TASK INSTRUCTIONS:
Go through the entries below and return every line that contains "white".

TASK INPUT:
————————

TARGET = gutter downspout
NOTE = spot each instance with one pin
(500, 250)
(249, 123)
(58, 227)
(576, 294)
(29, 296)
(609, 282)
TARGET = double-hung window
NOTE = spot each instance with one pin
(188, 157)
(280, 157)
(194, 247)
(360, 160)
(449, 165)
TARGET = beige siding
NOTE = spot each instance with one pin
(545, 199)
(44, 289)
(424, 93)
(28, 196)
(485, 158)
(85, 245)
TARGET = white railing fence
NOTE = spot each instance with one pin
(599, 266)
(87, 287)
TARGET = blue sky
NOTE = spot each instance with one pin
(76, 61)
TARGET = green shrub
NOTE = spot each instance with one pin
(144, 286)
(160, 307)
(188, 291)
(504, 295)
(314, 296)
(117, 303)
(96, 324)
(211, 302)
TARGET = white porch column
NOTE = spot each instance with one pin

————————

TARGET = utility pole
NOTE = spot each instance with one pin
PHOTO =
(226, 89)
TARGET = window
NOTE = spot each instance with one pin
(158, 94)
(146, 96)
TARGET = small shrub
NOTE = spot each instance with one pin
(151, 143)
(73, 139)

————————

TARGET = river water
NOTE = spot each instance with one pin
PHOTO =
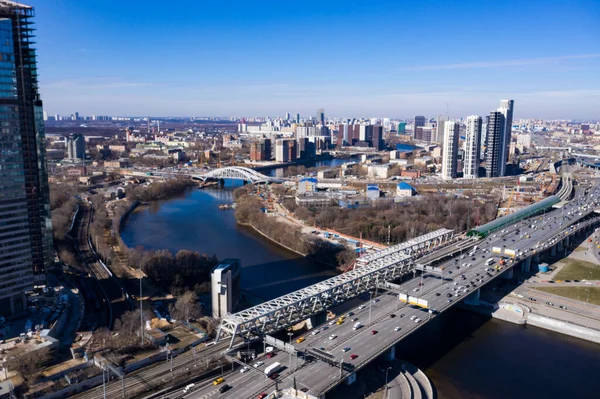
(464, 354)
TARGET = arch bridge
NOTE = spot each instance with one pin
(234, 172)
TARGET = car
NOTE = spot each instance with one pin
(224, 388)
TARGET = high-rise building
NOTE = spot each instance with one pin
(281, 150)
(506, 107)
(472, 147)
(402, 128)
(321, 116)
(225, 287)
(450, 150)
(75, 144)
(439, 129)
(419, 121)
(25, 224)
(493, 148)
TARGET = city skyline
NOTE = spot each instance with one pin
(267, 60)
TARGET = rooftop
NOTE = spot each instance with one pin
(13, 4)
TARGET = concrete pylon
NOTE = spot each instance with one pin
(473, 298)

————————

TASK OUTPUT:
TARGET = white railing fence
TARGET = white porch column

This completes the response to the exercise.